**Problem description:**
All lines from the one with "target | bud light banner" to the end need to be copied exactly, with nothing before them.

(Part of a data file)
# # # # # # #

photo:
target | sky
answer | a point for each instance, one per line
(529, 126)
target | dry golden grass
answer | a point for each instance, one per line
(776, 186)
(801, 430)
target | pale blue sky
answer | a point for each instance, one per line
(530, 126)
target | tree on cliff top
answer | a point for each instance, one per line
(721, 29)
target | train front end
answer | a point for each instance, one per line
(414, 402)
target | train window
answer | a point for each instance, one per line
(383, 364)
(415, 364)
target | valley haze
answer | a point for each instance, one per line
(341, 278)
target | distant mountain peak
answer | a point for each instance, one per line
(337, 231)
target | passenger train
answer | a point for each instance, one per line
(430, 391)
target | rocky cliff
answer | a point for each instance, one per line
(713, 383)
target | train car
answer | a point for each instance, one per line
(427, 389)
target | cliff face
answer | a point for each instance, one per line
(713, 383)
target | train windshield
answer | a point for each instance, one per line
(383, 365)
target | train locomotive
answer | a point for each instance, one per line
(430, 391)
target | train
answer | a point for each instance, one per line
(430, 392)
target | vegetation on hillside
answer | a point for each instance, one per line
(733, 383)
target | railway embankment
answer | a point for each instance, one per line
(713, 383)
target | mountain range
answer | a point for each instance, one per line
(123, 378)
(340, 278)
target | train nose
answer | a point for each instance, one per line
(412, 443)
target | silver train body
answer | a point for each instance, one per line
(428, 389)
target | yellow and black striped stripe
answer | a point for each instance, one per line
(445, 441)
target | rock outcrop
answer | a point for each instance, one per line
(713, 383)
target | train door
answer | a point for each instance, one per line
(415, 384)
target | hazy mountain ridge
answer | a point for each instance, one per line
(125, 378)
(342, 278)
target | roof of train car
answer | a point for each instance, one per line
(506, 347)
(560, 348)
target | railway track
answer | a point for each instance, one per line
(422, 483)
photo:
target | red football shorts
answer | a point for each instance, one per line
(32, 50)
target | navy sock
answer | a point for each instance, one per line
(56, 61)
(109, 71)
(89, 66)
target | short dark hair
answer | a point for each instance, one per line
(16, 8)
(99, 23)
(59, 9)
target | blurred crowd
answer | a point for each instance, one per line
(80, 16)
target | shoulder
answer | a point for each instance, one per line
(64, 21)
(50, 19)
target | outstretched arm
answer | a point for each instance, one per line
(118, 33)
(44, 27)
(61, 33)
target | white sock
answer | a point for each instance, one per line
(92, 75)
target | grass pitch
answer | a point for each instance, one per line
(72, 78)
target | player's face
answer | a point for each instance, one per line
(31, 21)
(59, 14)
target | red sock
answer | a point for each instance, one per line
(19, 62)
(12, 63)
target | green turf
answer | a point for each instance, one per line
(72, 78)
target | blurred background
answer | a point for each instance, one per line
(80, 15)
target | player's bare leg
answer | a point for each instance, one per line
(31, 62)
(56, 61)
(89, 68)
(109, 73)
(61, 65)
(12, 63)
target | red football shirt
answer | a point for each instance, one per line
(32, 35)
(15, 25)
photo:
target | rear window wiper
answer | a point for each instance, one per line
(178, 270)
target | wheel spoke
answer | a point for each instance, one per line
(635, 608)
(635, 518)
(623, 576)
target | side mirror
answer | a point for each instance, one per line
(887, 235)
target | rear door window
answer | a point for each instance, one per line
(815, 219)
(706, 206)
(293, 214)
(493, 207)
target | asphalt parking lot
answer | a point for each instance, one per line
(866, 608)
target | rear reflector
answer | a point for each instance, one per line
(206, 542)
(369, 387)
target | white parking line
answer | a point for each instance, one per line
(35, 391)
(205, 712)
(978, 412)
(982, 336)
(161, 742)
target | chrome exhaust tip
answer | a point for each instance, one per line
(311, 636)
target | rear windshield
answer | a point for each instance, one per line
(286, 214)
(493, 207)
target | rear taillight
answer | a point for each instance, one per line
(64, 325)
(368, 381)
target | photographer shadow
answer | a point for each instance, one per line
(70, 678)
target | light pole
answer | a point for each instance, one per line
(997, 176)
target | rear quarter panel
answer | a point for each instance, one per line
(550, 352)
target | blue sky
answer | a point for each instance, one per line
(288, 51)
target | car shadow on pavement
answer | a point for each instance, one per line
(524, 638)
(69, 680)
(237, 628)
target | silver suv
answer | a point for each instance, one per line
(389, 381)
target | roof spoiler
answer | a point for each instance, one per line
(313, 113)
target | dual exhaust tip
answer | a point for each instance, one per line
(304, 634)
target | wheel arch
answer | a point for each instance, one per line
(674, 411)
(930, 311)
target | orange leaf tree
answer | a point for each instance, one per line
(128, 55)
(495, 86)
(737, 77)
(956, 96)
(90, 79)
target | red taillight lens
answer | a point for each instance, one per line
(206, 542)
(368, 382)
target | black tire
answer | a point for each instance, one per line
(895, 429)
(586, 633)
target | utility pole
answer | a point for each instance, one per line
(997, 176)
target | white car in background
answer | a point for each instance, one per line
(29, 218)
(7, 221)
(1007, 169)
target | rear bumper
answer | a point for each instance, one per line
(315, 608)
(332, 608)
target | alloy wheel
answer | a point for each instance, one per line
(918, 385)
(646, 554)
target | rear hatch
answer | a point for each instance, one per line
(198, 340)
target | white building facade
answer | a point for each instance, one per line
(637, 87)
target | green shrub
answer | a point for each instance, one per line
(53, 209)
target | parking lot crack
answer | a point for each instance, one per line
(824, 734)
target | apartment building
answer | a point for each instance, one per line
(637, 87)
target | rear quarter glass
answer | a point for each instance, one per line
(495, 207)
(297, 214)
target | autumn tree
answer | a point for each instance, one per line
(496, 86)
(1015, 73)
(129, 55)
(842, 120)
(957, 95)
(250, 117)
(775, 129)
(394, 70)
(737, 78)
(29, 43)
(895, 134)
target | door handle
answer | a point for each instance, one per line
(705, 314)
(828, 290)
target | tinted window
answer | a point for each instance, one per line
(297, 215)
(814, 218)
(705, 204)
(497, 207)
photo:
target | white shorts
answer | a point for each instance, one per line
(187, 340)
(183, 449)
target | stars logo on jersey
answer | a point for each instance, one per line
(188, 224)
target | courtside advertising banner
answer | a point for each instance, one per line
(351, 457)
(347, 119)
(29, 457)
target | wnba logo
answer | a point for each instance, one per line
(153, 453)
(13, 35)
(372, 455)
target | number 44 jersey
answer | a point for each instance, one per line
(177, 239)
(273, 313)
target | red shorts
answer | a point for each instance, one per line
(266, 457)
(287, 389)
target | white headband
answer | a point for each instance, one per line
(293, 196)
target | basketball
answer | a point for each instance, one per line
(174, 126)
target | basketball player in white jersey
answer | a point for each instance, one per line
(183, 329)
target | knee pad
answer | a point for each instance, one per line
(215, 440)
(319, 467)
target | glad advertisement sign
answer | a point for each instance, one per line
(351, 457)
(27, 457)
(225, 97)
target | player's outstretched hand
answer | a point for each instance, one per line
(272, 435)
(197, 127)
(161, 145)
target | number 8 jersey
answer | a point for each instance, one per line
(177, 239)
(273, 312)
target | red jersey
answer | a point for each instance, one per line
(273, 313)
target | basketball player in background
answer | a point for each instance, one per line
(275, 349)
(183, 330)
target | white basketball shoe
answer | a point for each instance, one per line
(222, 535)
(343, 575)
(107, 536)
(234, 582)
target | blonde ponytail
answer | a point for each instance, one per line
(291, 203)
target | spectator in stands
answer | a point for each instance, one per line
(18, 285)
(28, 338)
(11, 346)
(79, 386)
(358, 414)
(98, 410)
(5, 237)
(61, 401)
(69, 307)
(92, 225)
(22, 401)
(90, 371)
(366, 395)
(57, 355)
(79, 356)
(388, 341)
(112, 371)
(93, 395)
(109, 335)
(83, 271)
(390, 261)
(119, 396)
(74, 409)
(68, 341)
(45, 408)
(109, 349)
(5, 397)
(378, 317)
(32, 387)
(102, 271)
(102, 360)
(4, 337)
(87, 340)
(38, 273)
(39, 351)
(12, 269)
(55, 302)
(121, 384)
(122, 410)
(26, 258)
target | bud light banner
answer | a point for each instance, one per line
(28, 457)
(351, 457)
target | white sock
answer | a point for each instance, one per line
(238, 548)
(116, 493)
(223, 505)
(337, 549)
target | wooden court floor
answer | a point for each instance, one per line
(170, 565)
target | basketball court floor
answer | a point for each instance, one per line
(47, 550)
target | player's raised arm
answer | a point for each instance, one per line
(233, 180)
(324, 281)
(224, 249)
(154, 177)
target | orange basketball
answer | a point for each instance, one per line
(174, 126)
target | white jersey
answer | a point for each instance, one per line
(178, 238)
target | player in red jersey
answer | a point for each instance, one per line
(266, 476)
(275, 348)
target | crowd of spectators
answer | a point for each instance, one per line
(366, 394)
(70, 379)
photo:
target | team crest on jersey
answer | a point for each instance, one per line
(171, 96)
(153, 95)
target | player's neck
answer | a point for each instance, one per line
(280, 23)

# # # # # # #

**Exercise result:**
target | bud light banner
answer | a point for each instance, one per line
(28, 457)
(351, 457)
target | white sock
answer | a point for each instance, one per line
(238, 548)
(116, 493)
(223, 505)
(337, 549)
target | wooden court floor
answer | a point for each instance, one per line
(170, 565)
target | basketball court floor
answer | a point for each instance, one per line
(47, 550)
target | player's raised arm
answer | a point for each instance, one per line
(233, 180)
(324, 281)
(224, 249)
(154, 177)
target | orange basketball
answer | a point for each instance, one per line
(174, 126)
target | white jersey
answer | a point for each instance, one per line
(178, 238)
target | player in red jersey
answer | a point for each instance, one per line
(266, 476)
(275, 348)
target | crowd of spectators
answer | a point for each instance, one per line
(366, 394)
(70, 379)
photo:
target | team crest on jersey
answer | a point for each instance, one per line
(171, 96)
(153, 95)
target | player's neck
answer | a point for each instance, one per line
(280, 23)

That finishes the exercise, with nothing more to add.